HOW TO COMPLETE THIS TASK
Using the tomato methyl salicylate summary, decide whether each statement below agrees with it: (a) methyl salicylate is the major component in oil of wintergreen; (b) transgenic tomato plants overexpressing SlSAMT showed large changes in the growth of a disease-causing bacteria; (c) salicylic acid is a phytohormone that partly regulates plant defense responses. For each, answer yes or no and quote the deciding words of the text.

SOURCE EXTRACT
Functional analysis of a tomato salicylic acid methyl transferase and its role in synthesis of the flavor volatile methyl salicylate

Authors: TIEMAN, DENISE - University Of Florida; ZEIGLER, MICHELLE - University Of Florida; Schmelz, Eric; TAYLOR, MARK - University Of Florida; RUSHING, SARAH - University Of Florida; JONES, JEFFREY - University Of Florida; KLEE, HARRY - University Of Florida

Submitted to: Plant Journal
Publication Type: Peer Reviewed Journal
Publication Acceptance Date: 12/23/2009
Publication Date: 2/16/2010
Citation: Tieman, D., Zeigler, M., Schmelz, E.A., Taylor, M.G., Rushing, S., Jones, J.B., Klee, H.J. 2010. Functional analysis of a tomato salicylic acid methyl transferase and its role in synthesis of the flavor volatile methyl salicylate. Plant Journal. 62:133-123.

Interpretive Summary: Methyl salicylate (MeSA), the major component in oil of wintergreen, is a volatile plant chemical that contributes to the taste and scent of many fruits and flowers. MeSA is synthesized from salicylic acid (SA), a phytohormone that partly regulates plant defense responses to pathogen attack. A family of enzymes, termed O-methyltransferases, converts organic acids (i.e. SA) into corresponding methyl esters (i.e. MeSA). In tomato, MeSA likely influences many aspects of plant physiology and biotic interactions; however, empirical testing of these hypotheses first requires the characterization, cloning and controlled expression of genes encoding key pathway enzymes. Working with the University of Florida (Department of Horticultural Sciences), scientists at the Center for Medical, Agricultural and Veterinary Entomology in Gainesville, FL, have discovered a specific tomato O-methyltransferase (SlSAMT; Solanum lycopersicum salicylic acid carboxyl methyltransferase) that catalyzes the conversion of SA into MeSA. Genetic mapping and analysis of specific tomato lines supports a role for this gene in regulation MeSA production. Transgenic tomato plants over expressing SlSAMT also produced significant increases in fruit MeSA production. These plants exhibited greatly altered salicylate pools during pathogen infection yet only modest changes in the growth of a disease causing bacteria. These genetic resources will be useful in improving fruit flavor through both traditional and modern approaches and also aid in elucidating MeSA-mediated plant defense responses during pathogen attack.

Saved entries
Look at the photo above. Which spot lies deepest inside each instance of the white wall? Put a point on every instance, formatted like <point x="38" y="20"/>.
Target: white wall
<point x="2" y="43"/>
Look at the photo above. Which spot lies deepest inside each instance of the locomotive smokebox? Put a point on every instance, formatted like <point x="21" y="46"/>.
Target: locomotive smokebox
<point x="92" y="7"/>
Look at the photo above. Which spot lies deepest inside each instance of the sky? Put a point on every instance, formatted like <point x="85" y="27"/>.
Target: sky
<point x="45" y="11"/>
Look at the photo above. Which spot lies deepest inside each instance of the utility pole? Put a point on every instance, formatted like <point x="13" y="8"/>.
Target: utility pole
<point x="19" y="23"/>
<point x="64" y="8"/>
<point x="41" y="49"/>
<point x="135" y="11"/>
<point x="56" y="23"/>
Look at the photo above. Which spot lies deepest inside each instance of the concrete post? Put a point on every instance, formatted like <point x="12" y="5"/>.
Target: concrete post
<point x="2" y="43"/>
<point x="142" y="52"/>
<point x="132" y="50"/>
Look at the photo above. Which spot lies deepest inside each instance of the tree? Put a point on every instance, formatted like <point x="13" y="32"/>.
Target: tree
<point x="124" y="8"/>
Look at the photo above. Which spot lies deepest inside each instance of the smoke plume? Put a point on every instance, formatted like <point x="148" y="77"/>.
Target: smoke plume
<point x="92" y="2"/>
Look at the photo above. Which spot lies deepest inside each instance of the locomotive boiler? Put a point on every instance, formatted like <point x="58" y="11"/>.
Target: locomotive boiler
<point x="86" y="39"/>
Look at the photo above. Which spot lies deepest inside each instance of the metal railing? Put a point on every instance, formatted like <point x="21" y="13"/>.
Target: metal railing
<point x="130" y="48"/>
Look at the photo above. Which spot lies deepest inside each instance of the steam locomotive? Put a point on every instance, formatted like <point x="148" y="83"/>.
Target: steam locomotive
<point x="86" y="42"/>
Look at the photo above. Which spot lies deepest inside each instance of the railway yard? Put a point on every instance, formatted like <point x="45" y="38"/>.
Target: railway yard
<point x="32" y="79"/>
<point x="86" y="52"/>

RESPONSE BOX
(a) Yes: "Methyl salicylate (MeSA), the major component in oil of wintergreen"
(b) No: "only modest changes in the growth of a disease causing bacteria"
(c) Yes: "a phytohormone that partly regulates plant defense responses to pathogen attack"